--- start of Provided material ---

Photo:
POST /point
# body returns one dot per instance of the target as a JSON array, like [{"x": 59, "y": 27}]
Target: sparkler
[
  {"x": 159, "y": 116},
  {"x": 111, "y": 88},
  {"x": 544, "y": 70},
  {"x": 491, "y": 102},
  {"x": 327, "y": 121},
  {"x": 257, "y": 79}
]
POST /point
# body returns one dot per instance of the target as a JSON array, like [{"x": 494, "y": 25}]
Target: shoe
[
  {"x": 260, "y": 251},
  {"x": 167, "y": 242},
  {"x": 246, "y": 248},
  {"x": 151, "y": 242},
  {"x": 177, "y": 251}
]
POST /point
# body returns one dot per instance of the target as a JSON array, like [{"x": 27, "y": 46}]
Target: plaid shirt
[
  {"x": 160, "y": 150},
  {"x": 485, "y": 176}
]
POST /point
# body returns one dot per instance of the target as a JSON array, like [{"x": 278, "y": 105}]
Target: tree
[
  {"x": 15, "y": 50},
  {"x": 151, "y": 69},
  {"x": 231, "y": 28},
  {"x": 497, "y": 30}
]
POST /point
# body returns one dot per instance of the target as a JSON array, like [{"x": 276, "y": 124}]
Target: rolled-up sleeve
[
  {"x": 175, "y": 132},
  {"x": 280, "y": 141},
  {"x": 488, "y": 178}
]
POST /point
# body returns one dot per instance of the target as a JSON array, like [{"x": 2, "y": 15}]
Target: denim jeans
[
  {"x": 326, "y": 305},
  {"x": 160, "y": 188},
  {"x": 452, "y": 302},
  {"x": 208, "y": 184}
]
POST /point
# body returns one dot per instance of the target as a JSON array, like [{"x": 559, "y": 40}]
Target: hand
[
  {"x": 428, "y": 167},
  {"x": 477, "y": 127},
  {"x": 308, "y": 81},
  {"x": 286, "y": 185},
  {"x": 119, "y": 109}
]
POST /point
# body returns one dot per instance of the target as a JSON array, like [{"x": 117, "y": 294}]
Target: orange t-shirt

--- end of Provided material ---

Each line of the material above needs to be quoted exactly, please.

Photo:
POST /point
# body returns one dot per instance of the target as a JSON array, like [{"x": 59, "y": 27}]
Target: sparkler
[
  {"x": 159, "y": 116},
  {"x": 111, "y": 88},
  {"x": 544, "y": 70},
  {"x": 491, "y": 102},
  {"x": 327, "y": 121},
  {"x": 257, "y": 79}
]
POST /point
# body returns one dot per instance of the target as a JSON array, like [{"x": 494, "y": 25}]
Target: shoe
[
  {"x": 260, "y": 251},
  {"x": 167, "y": 242},
  {"x": 246, "y": 248},
  {"x": 151, "y": 242},
  {"x": 177, "y": 251}
]
POST /point
# body returns one dot per instance of the target as a JSON array, like [{"x": 27, "y": 46}]
Target: plaid shirt
[
  {"x": 160, "y": 150},
  {"x": 485, "y": 176}
]
POST /point
# body returns one dot per instance of the target as a JSON array, like [{"x": 278, "y": 105}]
Target: tree
[
  {"x": 15, "y": 50},
  {"x": 151, "y": 69},
  {"x": 231, "y": 28},
  {"x": 497, "y": 30}
]
POST /point
# body returns one dot per instance of the target as a JSON array, like [{"x": 276, "y": 124}]
Target: rolled-up sleeve
[
  {"x": 175, "y": 132},
  {"x": 280, "y": 141},
  {"x": 488, "y": 178}
]
POST /point
# body returns one dot per instance of the target as a JSON array, like [{"x": 2, "y": 15}]
Target: denim jeans
[
  {"x": 326, "y": 305},
  {"x": 160, "y": 188},
  {"x": 452, "y": 302},
  {"x": 208, "y": 184}
]
POST /point
# body returns one dot per instance of the target as a JSON array, like [{"x": 559, "y": 40}]
Target: hand
[
  {"x": 428, "y": 167},
  {"x": 477, "y": 127},
  {"x": 308, "y": 81},
  {"x": 286, "y": 185},
  {"x": 119, "y": 109}
]
POST /point
# body returns one dot per instance of the target as a JSON array, like [{"x": 117, "y": 294}]
Target: orange t-shirt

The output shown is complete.